Stored data:
• • • • • • •

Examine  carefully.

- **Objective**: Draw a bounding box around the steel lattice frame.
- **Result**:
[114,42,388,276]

• • • • • • •

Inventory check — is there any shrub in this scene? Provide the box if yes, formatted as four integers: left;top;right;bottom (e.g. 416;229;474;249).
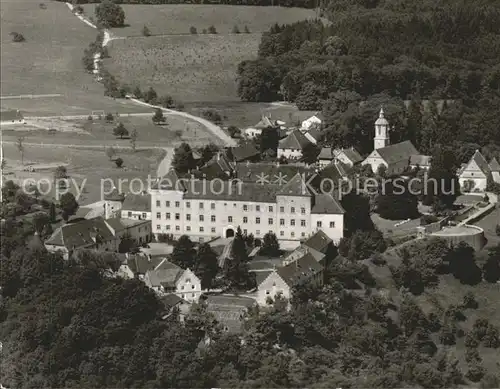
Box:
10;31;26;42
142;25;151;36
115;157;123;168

• • • • • • •

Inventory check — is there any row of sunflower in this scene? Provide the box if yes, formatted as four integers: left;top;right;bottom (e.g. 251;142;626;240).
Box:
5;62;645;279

• • • • • • •

Required task: Rewrite the part of the records that opens with the line containing "Inventory check — is there any row" and closes with the line containing "5;62;645;279", replacing "sunflower" with "maize" and leaving everything else unchanged. Give only those lines.

Output of the exercise:
Inventory check — is there any row of maize in this scene? Provide the box if yes, formatted as four integers: left;top;right;bottom (e.g. 251;142;626;240).
Box:
5;62;645;279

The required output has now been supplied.